Short exercise 1 = Translate this sentence from the comments on PC processors and chipsets into Spanish: "These days, the Celeron is nothing more than a cache-crippled P4, and not worth your time or interest."
Short exercise 2 = Write the next part of the comments on PC processors and chipsets, picking up after their final sentence.

Supplied text =
========================================================================
A few peanut gallery comments here:

The Celeron is crap. These days, the Celeron is nothing more than a cache-crippled P4, and not worth your time or interest.

While the KT333 and KT400 are the best, most stable chipsets VIA has yet produced, they still have some issues with PCI bus throughput, which is possibly a critical factor for you, since it sounds like you will be using a dedicated video processing PCI card to do most of the work. Intel's implementation of the PCI and AGP standards is just plain better than VIA's, and you will likely get better PCI transfer speeds, and better stability as the PCI bus approches saturation with the Intel chipset. (Note that this is no fault of AMD, it's just the way things are, with VIA being the supplier of the majority of AMD compatible chipsets)

The P4 also excels at handling streaming data types like video, and has better heat related failsafes in hardware (again, quite possibly the fault of the chipset maker)

ANY up to date mobo chipset/processor is going to run somewhat hot, and a case with excellent cooling (like Coolermaster) and a really good PSU like an Antec Smart Power 550 is the best defense.
========================================================================
Information shown =
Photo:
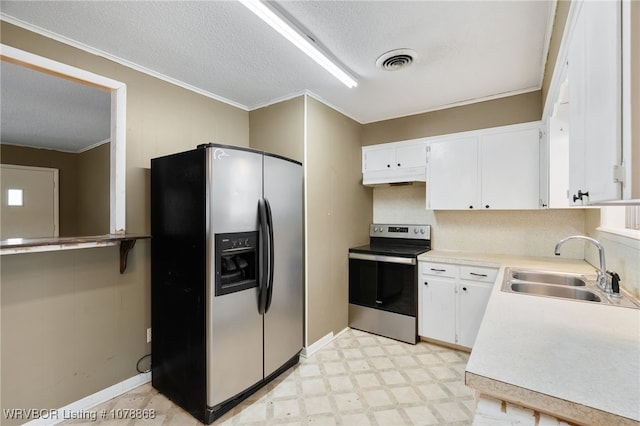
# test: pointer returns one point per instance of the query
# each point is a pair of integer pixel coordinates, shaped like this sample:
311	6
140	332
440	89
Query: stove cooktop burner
397	240
396	250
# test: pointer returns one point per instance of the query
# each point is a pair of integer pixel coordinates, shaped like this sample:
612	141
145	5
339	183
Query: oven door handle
383	258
========================================================================
Expected output 1 = Hoy en día, el Celeron no es más que un P4 con la caché recortada, y no vale ni tu tiempo ni tu interés.

Expected output 2 =
If you really want an up-to-date system, I'd suggest investigating mobos based on Intel's new 7205 (Granite Bay) chipset. They are still pricey, but all I've seen feature at least 6 USB 2 ports, onboard gigabit ethernet, and most have forward-looking features like Serial ATA/RAID options. They also feature dual channel DDR memory, which is supposedly significantly faster than single channel DDR, although the benefits currently seem minor at best. If that seems excessive, then I'd recommend an 845 based system.

I do most of my computing on this KT333/AXP2200 system, as it handles the large amount of multitasking I do beautifully, but I do my editing on an i850/P4 2.53/RAMBUS based system, and it noticably spanks the Athlon when using vdub, etc.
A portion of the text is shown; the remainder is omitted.